**EXTRACTED RECORDS**:

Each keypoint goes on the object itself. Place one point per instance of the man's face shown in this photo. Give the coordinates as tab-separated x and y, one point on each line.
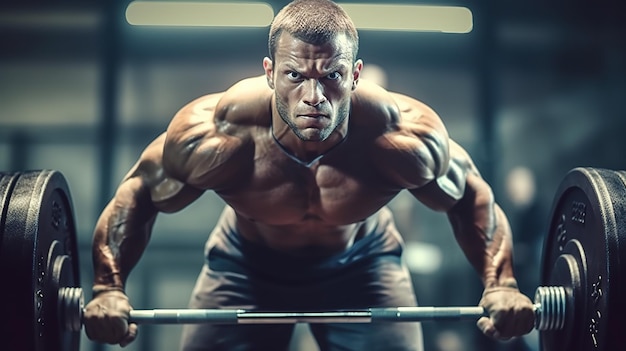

* * *

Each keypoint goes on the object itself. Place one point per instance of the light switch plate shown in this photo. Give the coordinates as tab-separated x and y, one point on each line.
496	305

...

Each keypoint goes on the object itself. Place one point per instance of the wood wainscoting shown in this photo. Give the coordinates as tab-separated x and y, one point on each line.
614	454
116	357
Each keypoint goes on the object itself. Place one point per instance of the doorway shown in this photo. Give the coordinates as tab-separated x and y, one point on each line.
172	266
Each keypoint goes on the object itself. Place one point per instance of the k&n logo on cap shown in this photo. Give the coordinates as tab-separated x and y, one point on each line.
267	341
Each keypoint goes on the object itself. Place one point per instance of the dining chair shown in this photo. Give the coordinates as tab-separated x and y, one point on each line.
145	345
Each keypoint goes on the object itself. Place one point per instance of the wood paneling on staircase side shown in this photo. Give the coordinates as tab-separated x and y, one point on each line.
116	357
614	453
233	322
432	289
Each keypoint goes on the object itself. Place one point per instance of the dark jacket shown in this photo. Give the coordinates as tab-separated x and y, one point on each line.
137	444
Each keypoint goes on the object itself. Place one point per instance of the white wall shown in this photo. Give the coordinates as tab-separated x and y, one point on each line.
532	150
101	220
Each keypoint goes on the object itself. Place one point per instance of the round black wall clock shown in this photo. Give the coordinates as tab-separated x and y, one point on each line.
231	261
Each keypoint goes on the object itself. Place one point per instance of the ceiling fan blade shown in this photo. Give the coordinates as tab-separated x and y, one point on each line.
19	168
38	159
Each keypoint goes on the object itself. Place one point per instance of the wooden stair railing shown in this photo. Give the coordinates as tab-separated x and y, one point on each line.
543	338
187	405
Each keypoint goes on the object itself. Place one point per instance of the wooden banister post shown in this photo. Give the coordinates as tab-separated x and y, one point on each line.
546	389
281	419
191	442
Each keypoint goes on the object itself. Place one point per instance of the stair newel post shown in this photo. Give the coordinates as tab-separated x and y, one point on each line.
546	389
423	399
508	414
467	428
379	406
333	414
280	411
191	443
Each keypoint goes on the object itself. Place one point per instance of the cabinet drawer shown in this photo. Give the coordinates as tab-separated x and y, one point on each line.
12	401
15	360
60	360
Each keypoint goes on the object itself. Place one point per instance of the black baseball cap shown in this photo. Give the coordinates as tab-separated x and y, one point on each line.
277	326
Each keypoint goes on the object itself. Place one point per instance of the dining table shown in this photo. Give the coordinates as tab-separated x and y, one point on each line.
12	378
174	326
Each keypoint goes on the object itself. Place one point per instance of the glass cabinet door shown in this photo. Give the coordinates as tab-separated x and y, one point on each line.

**TASK STATEMENT**: Recast the lines between the line holding "the dining table" and the line holding "of the glass", inclusive, as a Markdown table with the columns Row and Line, numbering each row and leaving out blank lines.

**ANSWER TO THE TASK**:
| Row | Line |
|---|---|
| 1 | Each keypoint goes on the object itself. Place one point per instance of the dining table shown in this photo. Give the coordinates as tab-separated x and y, one point on each line. |
| 2 | 12	378 |
| 3 | 174	326 |
| 4 | Each keypoint goes on the object itself. Place one point per instance of the glass cabinet door shown in this photo. Give the coordinates as tab-separated x and y, one point on each line. |